EXERCISE OBJECTIVE:
Please continue the forum thread below about suspicious eBay bidding, starting right after its final post.

EXERCISE TEXT:
Naw it’s not a shill, someone is bidding up all his auctions in what appears to be retaliation or the like. That minty eBay account won’t pay for a single item it wins.


----------



## 2jakes (Feb 10, 2018)

...


----------



## tech549 (Feb 11, 2018)

well I don't know what this bike is worth but the high bidder on all these items is close to 4 grand,at the moment,is that crazy?


----------



## WES PINCHOT (Feb 11, 2018)

Autocycleplane said:


> Naw it’s not a shill, someone is bidding up all his auctions in what appears to be retaliation or the like. That minty eBay account won’t pay for a single item it wins.



SAD!!!!!


----------



## mr.cycleplane (Feb 11, 2018)

I thought it was a shill bidder but I don't think it is. it seems the top bidder is a newby(a '0' behind his/her name) and may have one of those 'guarantee to win' bidding apps. when auction closes and you get 2nd chance offers-you'll know it was a shill. I have had 2nd chance offers within 2 minutes of an auctions closing-i'll take a pass-relist it a**h#^& !!!!!


----------



## jkent (Feb 11, 2018)

Same guy got $120 on these pedals.

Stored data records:
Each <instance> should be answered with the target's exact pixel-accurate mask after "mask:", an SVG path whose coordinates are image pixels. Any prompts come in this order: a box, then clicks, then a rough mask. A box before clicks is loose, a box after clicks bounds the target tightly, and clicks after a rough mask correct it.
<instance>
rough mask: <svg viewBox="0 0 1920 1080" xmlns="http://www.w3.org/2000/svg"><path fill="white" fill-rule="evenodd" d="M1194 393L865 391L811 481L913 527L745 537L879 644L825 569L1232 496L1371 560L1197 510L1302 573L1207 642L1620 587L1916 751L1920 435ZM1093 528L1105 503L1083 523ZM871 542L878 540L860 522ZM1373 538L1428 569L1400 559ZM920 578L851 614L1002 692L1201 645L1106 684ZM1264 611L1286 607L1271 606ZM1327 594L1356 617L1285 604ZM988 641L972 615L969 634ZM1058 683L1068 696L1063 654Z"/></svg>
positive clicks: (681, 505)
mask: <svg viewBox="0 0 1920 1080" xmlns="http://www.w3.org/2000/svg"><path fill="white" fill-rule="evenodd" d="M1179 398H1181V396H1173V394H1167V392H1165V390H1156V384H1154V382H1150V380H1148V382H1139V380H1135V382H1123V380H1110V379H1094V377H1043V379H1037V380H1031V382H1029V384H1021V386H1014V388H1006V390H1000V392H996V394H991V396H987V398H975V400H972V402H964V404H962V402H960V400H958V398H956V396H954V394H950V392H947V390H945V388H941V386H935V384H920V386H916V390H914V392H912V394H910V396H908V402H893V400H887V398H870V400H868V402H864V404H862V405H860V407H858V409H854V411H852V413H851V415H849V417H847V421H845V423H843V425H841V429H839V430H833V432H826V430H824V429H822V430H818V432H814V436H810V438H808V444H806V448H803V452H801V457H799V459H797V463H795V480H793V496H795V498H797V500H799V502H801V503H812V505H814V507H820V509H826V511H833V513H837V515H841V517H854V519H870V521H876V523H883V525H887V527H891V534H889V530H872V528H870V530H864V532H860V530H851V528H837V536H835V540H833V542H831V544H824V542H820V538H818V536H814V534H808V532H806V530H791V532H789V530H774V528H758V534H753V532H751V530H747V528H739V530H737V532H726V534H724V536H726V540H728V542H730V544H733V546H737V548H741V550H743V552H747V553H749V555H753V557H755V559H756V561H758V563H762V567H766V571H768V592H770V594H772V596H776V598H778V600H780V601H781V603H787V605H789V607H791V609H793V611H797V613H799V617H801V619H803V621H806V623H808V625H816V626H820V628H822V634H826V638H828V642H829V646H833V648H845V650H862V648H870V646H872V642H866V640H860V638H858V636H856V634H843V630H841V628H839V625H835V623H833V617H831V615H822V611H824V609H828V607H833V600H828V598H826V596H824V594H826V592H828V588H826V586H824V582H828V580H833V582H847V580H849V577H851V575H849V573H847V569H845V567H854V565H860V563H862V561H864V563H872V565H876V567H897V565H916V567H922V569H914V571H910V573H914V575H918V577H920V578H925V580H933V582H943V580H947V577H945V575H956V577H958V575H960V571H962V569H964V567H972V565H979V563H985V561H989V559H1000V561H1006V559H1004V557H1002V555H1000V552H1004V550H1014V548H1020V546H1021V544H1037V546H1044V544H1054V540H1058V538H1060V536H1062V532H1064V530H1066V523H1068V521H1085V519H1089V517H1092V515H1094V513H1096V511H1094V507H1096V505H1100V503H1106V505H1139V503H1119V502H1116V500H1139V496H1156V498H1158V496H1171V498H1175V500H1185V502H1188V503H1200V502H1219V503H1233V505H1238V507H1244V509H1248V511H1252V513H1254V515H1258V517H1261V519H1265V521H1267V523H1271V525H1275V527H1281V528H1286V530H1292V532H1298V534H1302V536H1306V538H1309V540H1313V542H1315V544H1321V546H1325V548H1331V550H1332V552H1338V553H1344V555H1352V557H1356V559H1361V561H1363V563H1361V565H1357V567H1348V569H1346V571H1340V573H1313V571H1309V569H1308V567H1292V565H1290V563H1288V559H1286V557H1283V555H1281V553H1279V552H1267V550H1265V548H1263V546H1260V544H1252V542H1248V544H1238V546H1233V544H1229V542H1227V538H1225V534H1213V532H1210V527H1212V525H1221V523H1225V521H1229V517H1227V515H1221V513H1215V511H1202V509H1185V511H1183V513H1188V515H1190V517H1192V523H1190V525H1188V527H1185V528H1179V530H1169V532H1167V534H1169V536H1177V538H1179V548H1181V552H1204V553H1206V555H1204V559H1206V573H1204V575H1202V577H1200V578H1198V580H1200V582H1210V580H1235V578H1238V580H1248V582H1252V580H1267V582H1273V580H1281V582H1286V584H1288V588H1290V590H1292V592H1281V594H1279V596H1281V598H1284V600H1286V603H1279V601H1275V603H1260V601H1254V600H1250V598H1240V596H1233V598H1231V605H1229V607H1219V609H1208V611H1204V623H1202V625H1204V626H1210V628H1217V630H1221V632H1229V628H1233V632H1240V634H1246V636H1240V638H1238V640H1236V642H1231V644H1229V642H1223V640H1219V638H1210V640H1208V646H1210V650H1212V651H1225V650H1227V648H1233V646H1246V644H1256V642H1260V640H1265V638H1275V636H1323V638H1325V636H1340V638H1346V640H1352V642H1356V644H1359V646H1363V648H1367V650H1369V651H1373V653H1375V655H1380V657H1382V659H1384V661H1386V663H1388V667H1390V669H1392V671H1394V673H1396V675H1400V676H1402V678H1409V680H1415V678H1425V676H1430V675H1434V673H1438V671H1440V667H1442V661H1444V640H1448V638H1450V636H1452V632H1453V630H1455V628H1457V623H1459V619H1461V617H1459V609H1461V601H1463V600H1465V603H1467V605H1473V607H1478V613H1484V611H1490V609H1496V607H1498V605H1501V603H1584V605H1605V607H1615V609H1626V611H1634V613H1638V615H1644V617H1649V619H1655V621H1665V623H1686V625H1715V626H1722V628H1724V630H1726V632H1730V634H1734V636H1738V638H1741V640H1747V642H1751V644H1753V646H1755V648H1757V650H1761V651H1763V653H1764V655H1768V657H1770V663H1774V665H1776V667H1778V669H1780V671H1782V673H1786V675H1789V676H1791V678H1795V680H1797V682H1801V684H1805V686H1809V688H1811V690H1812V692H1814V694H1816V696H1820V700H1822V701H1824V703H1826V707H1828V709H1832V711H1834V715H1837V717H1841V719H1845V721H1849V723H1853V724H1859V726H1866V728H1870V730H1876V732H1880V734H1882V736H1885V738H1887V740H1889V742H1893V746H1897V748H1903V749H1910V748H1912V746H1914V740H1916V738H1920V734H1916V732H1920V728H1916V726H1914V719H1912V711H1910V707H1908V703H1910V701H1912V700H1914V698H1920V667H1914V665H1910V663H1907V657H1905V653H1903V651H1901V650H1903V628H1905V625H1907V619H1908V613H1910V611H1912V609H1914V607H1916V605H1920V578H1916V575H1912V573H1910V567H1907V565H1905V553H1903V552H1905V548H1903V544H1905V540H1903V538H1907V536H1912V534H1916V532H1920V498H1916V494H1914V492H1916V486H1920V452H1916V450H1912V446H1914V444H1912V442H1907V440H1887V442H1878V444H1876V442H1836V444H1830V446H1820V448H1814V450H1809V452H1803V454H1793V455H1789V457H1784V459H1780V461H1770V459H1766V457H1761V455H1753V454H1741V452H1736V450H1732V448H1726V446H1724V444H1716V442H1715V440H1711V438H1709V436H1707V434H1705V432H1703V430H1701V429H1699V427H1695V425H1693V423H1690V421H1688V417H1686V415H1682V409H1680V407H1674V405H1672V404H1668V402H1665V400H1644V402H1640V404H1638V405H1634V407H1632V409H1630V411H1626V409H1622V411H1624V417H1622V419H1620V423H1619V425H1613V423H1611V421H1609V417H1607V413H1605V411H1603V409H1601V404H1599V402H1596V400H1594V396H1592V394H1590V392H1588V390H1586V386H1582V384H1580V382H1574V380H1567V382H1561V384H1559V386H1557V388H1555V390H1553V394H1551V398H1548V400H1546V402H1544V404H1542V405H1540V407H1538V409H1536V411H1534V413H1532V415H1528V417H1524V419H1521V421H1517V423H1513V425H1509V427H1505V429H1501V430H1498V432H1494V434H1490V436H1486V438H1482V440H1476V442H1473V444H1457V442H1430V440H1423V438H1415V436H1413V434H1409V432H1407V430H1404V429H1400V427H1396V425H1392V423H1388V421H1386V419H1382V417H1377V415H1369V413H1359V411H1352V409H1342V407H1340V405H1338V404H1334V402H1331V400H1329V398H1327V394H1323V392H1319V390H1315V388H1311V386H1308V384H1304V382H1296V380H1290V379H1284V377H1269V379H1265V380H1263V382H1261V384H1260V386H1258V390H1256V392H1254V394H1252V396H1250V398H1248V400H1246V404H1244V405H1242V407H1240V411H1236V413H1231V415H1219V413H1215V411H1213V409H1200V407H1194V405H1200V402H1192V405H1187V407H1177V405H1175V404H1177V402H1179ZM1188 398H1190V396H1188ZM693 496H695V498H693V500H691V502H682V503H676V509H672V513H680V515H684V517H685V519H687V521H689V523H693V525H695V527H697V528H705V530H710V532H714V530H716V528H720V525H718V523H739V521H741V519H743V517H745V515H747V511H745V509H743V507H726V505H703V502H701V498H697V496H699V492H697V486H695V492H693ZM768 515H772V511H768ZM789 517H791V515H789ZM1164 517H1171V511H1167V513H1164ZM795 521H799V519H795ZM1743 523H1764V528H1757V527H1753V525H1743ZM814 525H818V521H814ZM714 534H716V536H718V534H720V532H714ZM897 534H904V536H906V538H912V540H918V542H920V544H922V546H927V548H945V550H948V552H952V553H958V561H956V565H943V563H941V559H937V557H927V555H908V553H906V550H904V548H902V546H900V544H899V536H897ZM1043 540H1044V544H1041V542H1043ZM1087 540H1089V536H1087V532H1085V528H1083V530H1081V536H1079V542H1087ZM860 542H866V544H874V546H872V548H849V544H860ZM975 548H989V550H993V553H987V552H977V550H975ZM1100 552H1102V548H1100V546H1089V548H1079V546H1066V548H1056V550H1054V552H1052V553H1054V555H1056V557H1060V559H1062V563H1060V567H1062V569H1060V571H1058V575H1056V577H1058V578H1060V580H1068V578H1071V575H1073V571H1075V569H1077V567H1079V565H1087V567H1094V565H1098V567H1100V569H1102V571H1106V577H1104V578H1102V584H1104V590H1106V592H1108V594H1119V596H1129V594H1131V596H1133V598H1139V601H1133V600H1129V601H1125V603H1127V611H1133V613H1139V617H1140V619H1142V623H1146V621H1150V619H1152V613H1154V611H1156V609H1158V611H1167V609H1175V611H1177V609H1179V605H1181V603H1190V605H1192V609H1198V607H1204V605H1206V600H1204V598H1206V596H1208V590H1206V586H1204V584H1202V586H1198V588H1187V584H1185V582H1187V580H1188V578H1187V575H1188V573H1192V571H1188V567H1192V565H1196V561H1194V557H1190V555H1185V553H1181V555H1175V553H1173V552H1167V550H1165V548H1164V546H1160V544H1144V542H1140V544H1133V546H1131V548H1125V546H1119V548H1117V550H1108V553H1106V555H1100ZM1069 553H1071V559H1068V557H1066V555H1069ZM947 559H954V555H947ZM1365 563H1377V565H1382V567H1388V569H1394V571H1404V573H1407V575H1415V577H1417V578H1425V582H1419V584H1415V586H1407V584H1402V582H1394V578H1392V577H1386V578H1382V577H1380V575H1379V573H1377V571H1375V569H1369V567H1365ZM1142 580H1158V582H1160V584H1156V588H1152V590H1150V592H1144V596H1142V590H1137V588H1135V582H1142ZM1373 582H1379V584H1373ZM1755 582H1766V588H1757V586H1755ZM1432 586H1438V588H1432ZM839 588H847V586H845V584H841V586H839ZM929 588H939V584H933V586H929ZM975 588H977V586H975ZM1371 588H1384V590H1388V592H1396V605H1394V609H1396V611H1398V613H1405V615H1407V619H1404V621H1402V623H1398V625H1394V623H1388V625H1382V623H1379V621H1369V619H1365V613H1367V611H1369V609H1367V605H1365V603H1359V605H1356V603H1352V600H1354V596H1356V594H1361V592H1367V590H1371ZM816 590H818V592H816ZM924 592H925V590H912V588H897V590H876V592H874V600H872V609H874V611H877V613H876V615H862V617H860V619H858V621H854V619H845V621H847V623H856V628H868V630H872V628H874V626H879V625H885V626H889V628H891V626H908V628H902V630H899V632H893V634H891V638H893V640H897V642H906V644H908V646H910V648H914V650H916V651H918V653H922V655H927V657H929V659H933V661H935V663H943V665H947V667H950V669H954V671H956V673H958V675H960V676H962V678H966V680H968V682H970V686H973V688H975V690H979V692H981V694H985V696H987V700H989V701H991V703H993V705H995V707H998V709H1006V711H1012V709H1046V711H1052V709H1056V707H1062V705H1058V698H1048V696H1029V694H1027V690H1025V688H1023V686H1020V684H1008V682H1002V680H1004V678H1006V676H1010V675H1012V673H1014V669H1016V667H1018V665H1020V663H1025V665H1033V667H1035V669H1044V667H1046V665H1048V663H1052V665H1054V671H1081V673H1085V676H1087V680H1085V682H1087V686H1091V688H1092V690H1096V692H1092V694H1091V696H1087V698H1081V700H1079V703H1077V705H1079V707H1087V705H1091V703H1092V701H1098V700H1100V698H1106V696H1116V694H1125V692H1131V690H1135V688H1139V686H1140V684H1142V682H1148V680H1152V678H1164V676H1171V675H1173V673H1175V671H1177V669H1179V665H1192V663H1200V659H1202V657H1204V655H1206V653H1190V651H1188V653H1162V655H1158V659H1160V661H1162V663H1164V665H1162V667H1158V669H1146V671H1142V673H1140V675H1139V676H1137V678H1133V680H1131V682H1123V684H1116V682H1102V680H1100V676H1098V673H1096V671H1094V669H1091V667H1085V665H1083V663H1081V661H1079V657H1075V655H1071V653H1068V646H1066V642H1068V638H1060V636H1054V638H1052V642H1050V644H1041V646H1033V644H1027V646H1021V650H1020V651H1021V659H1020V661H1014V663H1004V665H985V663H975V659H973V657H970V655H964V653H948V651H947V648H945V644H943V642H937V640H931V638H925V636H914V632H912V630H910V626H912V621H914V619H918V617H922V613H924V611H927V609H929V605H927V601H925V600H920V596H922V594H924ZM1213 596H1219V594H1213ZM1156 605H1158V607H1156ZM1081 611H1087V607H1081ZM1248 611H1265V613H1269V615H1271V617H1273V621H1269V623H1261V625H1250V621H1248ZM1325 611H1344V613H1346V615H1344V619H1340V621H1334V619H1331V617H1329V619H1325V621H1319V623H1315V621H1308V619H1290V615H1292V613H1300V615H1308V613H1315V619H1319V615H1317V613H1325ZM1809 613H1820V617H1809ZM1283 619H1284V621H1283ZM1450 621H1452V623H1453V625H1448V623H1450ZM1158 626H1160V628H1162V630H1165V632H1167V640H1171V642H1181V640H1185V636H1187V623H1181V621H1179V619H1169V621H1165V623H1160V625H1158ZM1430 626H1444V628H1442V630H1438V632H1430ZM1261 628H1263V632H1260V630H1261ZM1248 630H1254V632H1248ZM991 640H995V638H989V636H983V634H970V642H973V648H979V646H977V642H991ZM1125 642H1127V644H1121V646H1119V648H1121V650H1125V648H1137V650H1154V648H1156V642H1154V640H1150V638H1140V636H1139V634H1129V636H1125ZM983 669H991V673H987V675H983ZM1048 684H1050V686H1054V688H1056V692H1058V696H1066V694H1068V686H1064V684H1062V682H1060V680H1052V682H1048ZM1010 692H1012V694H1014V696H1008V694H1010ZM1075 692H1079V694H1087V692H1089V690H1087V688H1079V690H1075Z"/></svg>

WRITTEN REPLY:
*SCHWINN BLOCK PEDALS.1949-50S ORIGINAL USA PANTHER MENS BOTTLE CAP BIKE BICYCLE*


----------



## bobcycles (Feb 11, 2018)

everyone should shill his garbage to the moon

perfect punishment....

Get you bids in folks!


----------



## Maskadeo (Feb 11, 2018)

Lol. I think that’s what’s being done!


----------



## bobcycles (Feb 11, 2018)

Bid to the moon on the parts from the butcher goon

I just tried...but the sucker blocked me

Run the kook into the dirt


----------



## Maskadeo (Feb 11, 2018)

OMG. The prices...now if he can collect


----------



## mr.cycleplane (Feb 20, 2018)

the butcher is at it again on ebay! what a shame to dismantle an original bike. replacing wheels-seat-bars is an upgrade-but 'matched original' painted parts being sold to the four corners of the planet-is just not right!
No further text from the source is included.